JOB ITEM
How many lines in the records below contain the word "clicks"? Reply with the number only.

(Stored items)
════

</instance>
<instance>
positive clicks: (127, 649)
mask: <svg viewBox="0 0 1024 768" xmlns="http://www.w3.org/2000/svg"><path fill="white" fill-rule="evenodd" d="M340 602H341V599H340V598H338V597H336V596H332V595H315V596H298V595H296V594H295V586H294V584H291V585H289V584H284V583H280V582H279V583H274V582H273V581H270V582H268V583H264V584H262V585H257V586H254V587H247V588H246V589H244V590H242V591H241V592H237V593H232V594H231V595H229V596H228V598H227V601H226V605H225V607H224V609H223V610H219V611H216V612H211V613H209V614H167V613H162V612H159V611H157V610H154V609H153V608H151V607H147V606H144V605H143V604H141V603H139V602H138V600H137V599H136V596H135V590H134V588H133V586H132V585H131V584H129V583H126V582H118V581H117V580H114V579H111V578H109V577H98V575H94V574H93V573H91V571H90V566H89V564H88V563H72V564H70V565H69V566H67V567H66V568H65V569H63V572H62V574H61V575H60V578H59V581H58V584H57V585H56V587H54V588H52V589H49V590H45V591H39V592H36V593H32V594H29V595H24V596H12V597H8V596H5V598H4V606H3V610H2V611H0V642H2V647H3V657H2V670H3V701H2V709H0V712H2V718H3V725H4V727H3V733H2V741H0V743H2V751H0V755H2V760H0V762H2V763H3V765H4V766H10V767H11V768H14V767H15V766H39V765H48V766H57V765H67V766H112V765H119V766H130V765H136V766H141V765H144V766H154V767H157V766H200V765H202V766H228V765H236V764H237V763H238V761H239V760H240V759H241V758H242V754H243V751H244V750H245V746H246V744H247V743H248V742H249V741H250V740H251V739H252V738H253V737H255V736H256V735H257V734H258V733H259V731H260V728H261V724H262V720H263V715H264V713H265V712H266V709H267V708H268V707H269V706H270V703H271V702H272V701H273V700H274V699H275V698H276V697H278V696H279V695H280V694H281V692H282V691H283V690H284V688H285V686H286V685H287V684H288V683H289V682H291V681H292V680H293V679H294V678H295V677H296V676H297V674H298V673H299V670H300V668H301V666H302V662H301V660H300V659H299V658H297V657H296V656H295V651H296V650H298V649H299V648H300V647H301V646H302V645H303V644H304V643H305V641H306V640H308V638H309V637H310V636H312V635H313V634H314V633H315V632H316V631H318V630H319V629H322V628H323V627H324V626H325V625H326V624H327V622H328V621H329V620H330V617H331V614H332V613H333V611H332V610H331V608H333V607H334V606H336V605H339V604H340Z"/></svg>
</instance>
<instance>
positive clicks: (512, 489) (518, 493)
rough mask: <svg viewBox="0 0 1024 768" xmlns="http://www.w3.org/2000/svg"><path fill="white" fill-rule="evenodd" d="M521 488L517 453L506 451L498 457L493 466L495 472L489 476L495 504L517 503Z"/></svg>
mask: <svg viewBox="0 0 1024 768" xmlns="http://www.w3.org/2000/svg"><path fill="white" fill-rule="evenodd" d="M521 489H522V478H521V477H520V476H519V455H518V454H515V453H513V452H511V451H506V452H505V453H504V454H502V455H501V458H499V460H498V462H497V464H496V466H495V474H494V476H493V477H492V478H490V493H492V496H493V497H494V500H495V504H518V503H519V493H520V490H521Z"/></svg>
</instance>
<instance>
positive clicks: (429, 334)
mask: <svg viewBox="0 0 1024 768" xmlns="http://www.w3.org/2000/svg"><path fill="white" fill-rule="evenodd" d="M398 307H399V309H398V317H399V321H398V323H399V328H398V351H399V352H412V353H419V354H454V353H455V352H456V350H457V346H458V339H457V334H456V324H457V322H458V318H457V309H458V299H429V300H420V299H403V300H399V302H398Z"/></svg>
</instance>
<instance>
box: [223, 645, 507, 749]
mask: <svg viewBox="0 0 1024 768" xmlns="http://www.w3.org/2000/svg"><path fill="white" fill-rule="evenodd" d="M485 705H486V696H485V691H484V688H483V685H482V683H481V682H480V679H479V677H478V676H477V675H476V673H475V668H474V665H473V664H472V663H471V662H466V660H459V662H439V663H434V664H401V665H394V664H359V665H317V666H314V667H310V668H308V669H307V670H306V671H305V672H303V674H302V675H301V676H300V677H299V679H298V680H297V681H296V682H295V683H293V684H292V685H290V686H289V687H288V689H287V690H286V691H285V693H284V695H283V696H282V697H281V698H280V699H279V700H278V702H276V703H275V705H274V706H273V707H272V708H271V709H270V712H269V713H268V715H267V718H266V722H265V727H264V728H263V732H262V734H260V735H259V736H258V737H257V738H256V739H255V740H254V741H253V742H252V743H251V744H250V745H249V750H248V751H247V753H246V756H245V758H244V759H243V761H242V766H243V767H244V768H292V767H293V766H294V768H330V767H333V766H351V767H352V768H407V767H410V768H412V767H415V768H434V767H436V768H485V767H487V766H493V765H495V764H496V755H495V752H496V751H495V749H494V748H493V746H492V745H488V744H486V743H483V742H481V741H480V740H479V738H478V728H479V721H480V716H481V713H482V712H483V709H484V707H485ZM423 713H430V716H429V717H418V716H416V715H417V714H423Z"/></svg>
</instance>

════

EXERCISE SOLUTION
3